WHAT IS REQUIRED: Copy the lines of the records below without changes, beginning with the line that contains "of the house" and continuing to the end of the records.

Records of labeled points
=======
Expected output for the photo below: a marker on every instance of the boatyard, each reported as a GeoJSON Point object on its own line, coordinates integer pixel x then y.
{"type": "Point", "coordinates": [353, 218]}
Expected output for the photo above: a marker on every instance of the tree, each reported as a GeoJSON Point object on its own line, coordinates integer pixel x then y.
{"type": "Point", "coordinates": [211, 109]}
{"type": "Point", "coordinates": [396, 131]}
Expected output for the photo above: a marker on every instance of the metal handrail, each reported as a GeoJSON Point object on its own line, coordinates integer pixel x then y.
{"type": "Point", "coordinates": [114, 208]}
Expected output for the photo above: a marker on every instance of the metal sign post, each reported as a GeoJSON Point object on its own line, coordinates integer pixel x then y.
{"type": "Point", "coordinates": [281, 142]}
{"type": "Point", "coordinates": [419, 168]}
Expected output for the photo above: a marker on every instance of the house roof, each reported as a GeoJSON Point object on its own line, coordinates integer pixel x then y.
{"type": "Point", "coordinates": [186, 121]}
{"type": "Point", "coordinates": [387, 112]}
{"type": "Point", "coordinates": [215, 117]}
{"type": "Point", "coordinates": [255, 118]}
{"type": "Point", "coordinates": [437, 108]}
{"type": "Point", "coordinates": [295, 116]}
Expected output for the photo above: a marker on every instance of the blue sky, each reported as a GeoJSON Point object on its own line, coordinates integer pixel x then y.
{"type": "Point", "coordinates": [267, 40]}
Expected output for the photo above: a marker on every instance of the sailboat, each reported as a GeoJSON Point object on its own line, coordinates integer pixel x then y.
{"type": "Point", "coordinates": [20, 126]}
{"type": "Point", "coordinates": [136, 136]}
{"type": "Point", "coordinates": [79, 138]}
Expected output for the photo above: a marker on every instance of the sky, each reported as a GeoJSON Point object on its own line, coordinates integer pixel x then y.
=======
FINISHED EXERCISE:
Expected output for the photo above: a marker on every instance of the house roof, each reported as a GeoJSON Point object on its own line, coordinates integer pixel x then y.
{"type": "Point", "coordinates": [186, 121]}
{"type": "Point", "coordinates": [387, 112]}
{"type": "Point", "coordinates": [215, 117]}
{"type": "Point", "coordinates": [255, 118]}
{"type": "Point", "coordinates": [437, 108]}
{"type": "Point", "coordinates": [295, 116]}
Expected output for the photo above: a marker on every instance of the blue sky, each reported as a GeoJSON Point object on its own line, coordinates integer pixel x then y.
{"type": "Point", "coordinates": [267, 40]}
Expected output for the photo above: a marker on every instance of the sailboat, each reported as a GeoJSON Point object on its own line, coordinates integer pixel x then y.
{"type": "Point", "coordinates": [20, 126]}
{"type": "Point", "coordinates": [136, 136]}
{"type": "Point", "coordinates": [79, 138]}
Expected output for the photo above: a marker on every instance of the sky, each reported as a GeoJSON Point object on its own line, coordinates integer pixel x then y.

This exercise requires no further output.